_Task description_:
Print exactly the lines from the one containing "Target: trimmed hedge" through the last line of the listing, both included.
↓
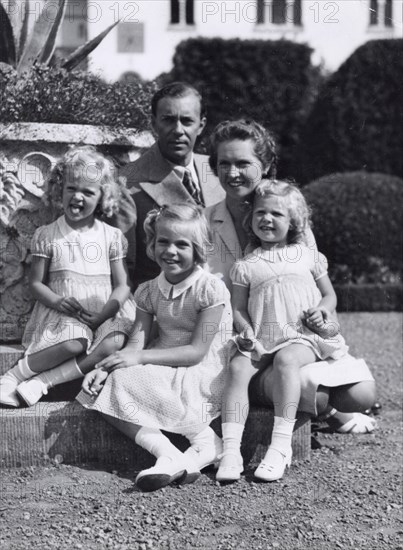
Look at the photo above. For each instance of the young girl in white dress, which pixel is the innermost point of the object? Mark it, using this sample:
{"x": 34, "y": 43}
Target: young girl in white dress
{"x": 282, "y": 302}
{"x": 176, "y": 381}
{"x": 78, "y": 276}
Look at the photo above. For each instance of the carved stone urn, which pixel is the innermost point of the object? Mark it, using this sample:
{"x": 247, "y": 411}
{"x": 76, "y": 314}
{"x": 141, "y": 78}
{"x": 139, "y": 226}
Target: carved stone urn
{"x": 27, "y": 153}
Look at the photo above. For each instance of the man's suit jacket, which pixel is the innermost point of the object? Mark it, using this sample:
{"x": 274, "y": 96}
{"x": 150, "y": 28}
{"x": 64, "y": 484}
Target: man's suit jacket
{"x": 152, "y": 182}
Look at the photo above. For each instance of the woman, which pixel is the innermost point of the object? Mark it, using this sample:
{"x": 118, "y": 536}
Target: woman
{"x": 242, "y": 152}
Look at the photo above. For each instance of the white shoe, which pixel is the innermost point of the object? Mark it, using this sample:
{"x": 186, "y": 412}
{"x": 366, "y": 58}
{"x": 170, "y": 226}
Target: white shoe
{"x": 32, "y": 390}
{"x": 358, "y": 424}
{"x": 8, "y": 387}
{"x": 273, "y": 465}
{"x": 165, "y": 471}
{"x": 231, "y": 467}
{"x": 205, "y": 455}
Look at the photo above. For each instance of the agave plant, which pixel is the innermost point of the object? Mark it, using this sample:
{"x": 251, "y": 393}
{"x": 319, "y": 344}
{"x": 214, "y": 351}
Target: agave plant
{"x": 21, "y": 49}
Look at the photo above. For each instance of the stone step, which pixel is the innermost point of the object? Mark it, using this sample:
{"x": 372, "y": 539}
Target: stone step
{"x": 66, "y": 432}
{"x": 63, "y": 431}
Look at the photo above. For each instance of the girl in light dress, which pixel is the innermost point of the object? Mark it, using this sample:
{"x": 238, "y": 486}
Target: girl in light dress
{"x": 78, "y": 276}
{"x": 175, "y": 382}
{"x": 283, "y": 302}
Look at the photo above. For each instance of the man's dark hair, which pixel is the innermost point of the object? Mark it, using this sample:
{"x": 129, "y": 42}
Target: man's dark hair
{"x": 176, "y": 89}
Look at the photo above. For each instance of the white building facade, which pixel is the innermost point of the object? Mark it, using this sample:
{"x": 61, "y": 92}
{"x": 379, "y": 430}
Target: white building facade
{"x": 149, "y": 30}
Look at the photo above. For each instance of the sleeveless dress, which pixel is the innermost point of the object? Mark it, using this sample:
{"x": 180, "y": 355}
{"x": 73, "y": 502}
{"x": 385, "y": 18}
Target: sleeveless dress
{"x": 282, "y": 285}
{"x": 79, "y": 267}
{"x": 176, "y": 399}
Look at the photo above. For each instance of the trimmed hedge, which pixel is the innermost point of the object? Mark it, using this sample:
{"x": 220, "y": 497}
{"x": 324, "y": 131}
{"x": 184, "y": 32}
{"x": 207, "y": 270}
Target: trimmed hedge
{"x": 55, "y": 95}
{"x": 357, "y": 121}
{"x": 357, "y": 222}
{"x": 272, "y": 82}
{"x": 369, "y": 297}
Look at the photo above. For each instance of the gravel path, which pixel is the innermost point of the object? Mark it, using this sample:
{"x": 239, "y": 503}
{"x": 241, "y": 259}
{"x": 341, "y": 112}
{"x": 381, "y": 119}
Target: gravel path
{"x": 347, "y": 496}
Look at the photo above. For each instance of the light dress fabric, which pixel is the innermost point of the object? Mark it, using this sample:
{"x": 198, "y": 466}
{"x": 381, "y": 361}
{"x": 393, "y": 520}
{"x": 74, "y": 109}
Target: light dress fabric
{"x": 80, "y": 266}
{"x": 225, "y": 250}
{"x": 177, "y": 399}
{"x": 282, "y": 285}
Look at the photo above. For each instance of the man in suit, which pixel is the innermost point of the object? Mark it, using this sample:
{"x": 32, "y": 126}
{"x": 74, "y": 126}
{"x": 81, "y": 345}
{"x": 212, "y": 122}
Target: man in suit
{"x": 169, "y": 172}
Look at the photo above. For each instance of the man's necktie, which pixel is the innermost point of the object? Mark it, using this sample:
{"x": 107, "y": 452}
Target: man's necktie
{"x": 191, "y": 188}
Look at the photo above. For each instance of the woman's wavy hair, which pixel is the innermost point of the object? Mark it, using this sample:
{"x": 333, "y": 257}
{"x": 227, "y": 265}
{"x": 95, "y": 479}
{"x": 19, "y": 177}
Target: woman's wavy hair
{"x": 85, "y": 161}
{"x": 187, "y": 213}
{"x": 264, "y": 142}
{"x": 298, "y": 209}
↑
_Expected output_:
Target: trimmed hedge
{"x": 55, "y": 95}
{"x": 357, "y": 121}
{"x": 357, "y": 222}
{"x": 272, "y": 82}
{"x": 369, "y": 297}
Look at the photo above. For each instance of the gravel path, which pixel is the innermost point of the object? Mark it, using this sample:
{"x": 239, "y": 503}
{"x": 241, "y": 259}
{"x": 341, "y": 112}
{"x": 381, "y": 119}
Target: gravel path
{"x": 347, "y": 496}
Look at the photo above. For each instance of the light dress fabric, which pixel is the innermost point of the object? Mark it, using this sample:
{"x": 198, "y": 466}
{"x": 381, "y": 361}
{"x": 393, "y": 520}
{"x": 74, "y": 109}
Target: light dress fabric
{"x": 80, "y": 266}
{"x": 225, "y": 250}
{"x": 177, "y": 399}
{"x": 282, "y": 285}
Look at the photo above. For each instance of the man in suit, which pixel is the innermost point of the object? Mark it, using this sample:
{"x": 32, "y": 126}
{"x": 74, "y": 126}
{"x": 81, "y": 345}
{"x": 212, "y": 122}
Target: man in suit
{"x": 169, "y": 172}
Look at the photo above. For each instance of the man's necktie, which pixel is the innermost point of the object? Mark it, using this sample:
{"x": 107, "y": 452}
Target: man's necktie
{"x": 191, "y": 188}
Look at the photo above. For each instance of the woman's wavy hair, which pixel is the innermost point of the object? Mark it, using this sample:
{"x": 333, "y": 257}
{"x": 227, "y": 265}
{"x": 95, "y": 479}
{"x": 19, "y": 177}
Target: woman's wavy hair
{"x": 85, "y": 161}
{"x": 187, "y": 213}
{"x": 264, "y": 142}
{"x": 298, "y": 209}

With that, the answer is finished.